Report each line of the records below that contains the string "photo", copying every such line in full. Treat uppercase and lowercase letters as distinct.

Dataset records on object locations:

* BEGIN *

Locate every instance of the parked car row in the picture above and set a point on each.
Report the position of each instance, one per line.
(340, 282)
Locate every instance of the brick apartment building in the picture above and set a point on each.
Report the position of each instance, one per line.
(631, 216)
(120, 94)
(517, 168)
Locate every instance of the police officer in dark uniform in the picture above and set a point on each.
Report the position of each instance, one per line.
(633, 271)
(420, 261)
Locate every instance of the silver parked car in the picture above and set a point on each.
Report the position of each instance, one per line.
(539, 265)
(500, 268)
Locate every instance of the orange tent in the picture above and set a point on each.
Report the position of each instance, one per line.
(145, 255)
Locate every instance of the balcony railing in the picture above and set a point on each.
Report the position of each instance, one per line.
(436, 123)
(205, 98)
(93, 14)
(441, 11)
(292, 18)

* END *
* BEGIN *

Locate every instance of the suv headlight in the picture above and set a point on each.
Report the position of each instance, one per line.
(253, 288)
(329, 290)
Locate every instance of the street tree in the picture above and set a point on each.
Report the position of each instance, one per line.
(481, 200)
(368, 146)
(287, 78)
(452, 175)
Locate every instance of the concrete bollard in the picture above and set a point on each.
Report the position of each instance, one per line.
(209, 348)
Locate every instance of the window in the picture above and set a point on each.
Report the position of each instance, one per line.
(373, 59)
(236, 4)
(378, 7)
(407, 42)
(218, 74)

* END *
* BEGIN *

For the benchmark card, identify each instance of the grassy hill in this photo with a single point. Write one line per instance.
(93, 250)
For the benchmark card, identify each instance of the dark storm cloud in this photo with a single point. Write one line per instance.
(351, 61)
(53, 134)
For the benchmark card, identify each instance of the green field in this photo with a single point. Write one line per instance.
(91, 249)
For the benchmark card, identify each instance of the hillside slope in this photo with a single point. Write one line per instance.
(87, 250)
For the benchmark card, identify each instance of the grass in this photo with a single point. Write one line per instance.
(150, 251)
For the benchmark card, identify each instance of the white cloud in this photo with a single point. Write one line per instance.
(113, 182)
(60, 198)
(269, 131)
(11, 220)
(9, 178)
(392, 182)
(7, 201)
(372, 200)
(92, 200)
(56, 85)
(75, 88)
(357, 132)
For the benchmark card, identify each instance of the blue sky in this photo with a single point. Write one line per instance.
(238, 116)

* END *

TASK ANSWER:
For the benchmark card, identify each instance of the grassy hill in this photo with a single point. Write one line per instance.
For the benchmark card, identify each instance of the dark storm cloud in this photo with a single point. Write one line per instance.
For the benchmark card, identify each instance of the green field in this photo with a single point. Write one line per instance.
For the benchmark card, identify each instance of the hillside slope in this photo with a single point. Write one line per instance.
For the benchmark card, identify each instance of the grass in this photo with a single point. Write one line per instance.
For the benchmark card, identify each instance of the white cloud in this photo with a single point. Write one line per instance.
For the benchmark card, identify each instance of the blue sky in this photo with a single point. Write one line per instance.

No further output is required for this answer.